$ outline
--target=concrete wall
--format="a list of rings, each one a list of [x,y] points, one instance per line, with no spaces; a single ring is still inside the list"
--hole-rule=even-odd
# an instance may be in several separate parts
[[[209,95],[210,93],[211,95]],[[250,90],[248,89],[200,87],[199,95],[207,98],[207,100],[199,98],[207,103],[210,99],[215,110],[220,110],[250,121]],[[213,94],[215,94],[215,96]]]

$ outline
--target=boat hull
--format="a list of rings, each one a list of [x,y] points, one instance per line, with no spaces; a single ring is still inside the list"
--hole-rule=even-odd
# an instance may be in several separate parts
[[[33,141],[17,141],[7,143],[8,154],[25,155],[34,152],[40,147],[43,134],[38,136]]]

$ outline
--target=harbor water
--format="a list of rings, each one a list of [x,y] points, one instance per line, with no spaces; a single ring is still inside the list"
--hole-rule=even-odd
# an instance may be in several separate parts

━━━━━━━━━━━━━━━━━━━━

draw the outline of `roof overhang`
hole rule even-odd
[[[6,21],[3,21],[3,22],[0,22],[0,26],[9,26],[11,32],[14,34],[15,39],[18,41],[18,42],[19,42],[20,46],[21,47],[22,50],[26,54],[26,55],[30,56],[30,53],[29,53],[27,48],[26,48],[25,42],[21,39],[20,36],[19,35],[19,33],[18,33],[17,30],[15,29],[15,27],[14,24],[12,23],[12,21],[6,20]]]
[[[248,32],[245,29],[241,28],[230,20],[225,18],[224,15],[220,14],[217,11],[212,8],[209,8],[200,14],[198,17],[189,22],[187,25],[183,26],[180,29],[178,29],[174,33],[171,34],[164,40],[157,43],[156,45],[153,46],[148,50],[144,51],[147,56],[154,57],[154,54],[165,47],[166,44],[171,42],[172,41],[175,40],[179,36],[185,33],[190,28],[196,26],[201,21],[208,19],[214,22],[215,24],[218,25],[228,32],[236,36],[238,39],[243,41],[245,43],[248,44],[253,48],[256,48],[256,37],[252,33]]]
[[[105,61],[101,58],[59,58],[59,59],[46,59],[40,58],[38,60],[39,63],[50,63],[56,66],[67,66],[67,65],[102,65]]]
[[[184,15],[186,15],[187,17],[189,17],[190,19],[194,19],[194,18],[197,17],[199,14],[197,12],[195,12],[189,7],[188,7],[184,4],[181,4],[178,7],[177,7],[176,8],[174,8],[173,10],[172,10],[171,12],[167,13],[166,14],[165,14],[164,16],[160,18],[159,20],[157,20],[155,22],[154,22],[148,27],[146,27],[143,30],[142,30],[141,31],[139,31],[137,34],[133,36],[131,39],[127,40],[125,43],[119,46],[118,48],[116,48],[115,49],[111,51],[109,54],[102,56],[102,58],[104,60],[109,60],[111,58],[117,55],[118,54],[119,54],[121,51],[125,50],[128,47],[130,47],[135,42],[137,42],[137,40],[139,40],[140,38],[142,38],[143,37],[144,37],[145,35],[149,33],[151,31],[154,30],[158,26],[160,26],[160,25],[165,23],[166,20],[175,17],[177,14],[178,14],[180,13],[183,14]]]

━━━━━━━━━━━━━━━━━━━━

Select every line in the two blocks above that contains the string "target", and copy each such line. Matching is case-sensitive.

The solution:
--target=concrete wall
--target=boat hull
--target=harbor water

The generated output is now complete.